Dataset rows:

____

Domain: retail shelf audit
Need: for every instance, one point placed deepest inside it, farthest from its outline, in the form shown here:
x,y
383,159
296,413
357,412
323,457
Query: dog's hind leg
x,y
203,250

____

To do:
Rewrite all of the lines above, putting "front leg" in place of "hind leg" and leaving everything else untouched.

Final result:
Domain: retail shelf audit
Need: for every instance, one point placed deepest inside it, farthest from its outline, in the form shown here:
x,y
383,159
296,413
357,412
323,457
Query: dog's front leg
x,y
203,250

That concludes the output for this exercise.